Select and copy every line of the items below that contains the word "metal". Case counts.

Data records
==========

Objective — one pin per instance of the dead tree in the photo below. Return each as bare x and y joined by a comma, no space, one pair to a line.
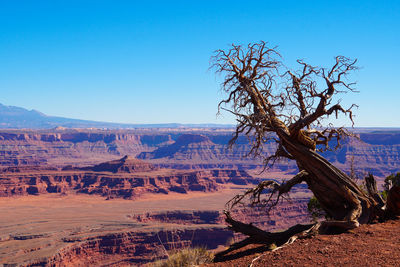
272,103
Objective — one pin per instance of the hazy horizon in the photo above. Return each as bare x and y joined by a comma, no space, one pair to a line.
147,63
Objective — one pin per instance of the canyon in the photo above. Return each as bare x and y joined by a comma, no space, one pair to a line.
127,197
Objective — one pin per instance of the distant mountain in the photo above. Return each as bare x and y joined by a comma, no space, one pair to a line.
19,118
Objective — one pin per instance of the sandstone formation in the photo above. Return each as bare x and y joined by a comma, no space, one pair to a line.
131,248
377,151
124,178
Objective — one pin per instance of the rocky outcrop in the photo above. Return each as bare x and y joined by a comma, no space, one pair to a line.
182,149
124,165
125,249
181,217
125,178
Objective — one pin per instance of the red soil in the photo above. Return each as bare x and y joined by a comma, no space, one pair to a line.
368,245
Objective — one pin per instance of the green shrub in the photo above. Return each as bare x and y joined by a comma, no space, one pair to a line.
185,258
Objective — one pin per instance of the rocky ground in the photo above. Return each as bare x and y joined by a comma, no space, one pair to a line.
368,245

==========

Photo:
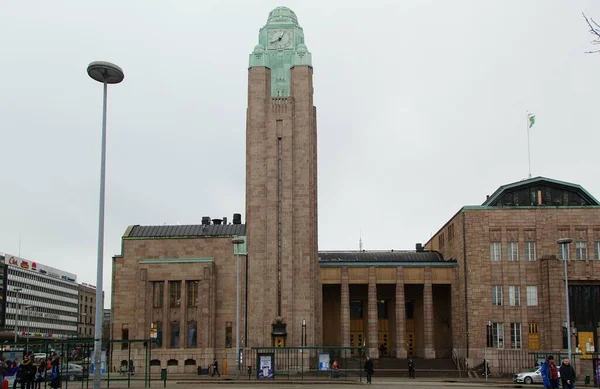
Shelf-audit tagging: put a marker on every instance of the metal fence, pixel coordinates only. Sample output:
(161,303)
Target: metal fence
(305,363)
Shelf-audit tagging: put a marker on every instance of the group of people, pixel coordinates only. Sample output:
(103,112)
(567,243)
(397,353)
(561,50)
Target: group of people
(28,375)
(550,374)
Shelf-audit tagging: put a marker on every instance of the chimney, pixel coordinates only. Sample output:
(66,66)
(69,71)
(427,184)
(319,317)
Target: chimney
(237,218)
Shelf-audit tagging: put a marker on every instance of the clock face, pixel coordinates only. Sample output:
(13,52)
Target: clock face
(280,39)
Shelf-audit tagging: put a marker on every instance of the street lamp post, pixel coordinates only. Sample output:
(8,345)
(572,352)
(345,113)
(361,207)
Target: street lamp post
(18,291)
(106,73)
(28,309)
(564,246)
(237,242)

==========

_Response to this task:_
Shelf-audit tagging: put a marker on every instance of the metal fence, pixel coordinates only. Sample output:
Target: metal fence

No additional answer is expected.